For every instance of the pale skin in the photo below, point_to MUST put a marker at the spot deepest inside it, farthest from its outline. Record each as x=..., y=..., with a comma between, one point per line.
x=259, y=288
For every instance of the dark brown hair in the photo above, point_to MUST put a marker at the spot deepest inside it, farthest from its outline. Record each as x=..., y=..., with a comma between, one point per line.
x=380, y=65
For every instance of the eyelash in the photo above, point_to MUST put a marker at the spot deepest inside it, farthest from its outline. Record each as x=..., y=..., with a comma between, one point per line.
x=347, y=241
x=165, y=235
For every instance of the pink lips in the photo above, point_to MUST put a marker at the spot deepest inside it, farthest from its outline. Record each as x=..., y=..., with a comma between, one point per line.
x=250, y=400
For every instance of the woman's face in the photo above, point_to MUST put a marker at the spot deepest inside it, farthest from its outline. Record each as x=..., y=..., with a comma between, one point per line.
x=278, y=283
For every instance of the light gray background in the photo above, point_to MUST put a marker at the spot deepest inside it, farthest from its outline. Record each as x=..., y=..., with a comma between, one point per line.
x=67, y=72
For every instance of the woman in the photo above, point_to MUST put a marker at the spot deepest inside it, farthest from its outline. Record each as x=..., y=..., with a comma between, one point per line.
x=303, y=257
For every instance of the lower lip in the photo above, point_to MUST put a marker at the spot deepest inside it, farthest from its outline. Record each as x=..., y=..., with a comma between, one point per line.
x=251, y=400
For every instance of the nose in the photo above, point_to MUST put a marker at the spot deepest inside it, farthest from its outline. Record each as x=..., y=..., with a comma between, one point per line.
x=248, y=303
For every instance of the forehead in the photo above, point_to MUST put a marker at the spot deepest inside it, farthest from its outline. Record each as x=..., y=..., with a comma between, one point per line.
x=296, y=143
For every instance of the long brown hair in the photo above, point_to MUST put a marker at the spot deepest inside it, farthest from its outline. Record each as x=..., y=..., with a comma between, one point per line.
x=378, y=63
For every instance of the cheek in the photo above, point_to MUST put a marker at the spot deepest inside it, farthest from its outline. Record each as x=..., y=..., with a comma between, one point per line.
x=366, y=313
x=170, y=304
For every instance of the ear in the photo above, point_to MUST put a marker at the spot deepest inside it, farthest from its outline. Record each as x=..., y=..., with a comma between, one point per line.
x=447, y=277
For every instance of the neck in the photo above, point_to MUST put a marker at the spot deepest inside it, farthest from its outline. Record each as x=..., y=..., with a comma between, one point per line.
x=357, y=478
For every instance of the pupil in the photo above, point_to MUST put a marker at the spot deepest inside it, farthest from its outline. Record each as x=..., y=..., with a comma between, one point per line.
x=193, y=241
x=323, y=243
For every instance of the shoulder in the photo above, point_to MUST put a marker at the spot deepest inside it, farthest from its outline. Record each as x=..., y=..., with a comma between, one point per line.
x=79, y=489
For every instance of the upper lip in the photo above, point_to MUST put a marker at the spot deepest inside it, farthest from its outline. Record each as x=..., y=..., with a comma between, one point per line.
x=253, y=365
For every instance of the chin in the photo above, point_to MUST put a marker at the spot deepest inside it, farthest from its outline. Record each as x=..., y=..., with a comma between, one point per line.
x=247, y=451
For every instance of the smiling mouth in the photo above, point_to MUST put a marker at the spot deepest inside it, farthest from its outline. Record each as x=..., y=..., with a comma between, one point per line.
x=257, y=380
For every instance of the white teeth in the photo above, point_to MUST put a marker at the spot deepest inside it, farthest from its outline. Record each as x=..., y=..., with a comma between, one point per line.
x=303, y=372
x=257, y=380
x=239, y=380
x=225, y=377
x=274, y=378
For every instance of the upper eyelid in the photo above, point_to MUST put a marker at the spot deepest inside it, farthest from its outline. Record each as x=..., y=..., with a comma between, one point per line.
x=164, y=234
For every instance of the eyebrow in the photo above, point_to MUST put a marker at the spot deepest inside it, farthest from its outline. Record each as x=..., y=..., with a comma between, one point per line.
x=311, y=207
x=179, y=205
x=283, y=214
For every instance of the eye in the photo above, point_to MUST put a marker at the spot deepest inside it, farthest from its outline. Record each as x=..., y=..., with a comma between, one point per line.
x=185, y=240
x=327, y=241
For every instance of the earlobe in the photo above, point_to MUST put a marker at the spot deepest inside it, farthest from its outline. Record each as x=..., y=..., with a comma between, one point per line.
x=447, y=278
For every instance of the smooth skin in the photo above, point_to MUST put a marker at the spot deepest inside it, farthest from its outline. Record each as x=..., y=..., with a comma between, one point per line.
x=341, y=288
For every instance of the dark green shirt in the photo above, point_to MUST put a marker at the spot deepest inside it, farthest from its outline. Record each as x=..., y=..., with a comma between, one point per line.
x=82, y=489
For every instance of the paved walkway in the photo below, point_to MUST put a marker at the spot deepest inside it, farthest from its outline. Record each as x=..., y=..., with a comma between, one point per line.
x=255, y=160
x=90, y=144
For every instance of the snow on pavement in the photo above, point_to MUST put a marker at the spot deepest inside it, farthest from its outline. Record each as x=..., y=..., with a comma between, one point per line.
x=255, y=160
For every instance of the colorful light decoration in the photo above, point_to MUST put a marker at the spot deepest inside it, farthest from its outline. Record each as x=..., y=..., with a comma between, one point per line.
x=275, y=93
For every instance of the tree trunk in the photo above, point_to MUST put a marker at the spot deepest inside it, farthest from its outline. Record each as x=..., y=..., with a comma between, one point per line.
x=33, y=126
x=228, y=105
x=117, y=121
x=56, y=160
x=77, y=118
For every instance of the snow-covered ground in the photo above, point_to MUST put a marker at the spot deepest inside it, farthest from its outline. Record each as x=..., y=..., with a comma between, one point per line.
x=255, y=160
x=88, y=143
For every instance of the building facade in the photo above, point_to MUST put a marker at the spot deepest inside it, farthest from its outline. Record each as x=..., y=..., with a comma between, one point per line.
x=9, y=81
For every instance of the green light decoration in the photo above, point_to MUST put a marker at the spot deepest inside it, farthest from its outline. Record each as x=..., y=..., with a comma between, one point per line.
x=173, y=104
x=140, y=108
┄┄┄┄┄┄┄┄┄┄┄┄┄┄┄┄┄┄┄┄
§ **WHAT NEEDS TO BE DONE**
Convert the entries into a two-column CSV with the headers entry_text and answer, starting with the line containing "For every instance of the white" and going on through the line containing "x=164, y=234". Write one row per entry, enclose each field in double quotes, and replace any line breaks within a field with spaces.

§ **EXERCISE SOLUTION**
entry_text,answer
"For every instance of the white teeth in the photo above, point_to MUST put a marker at the spot deepest inside it, farthest from its outline. Record each as x=..., y=..., with a comma between, one point per line.","x=303, y=372 x=257, y=380 x=239, y=380 x=225, y=377 x=274, y=378"
"For every instance of the upper eyelid in the photo above, point_to MUST put a marker at the spot deepest inside it, farthest from its outline. Record each as x=..., y=..., with a comma between, one point per line.","x=164, y=234"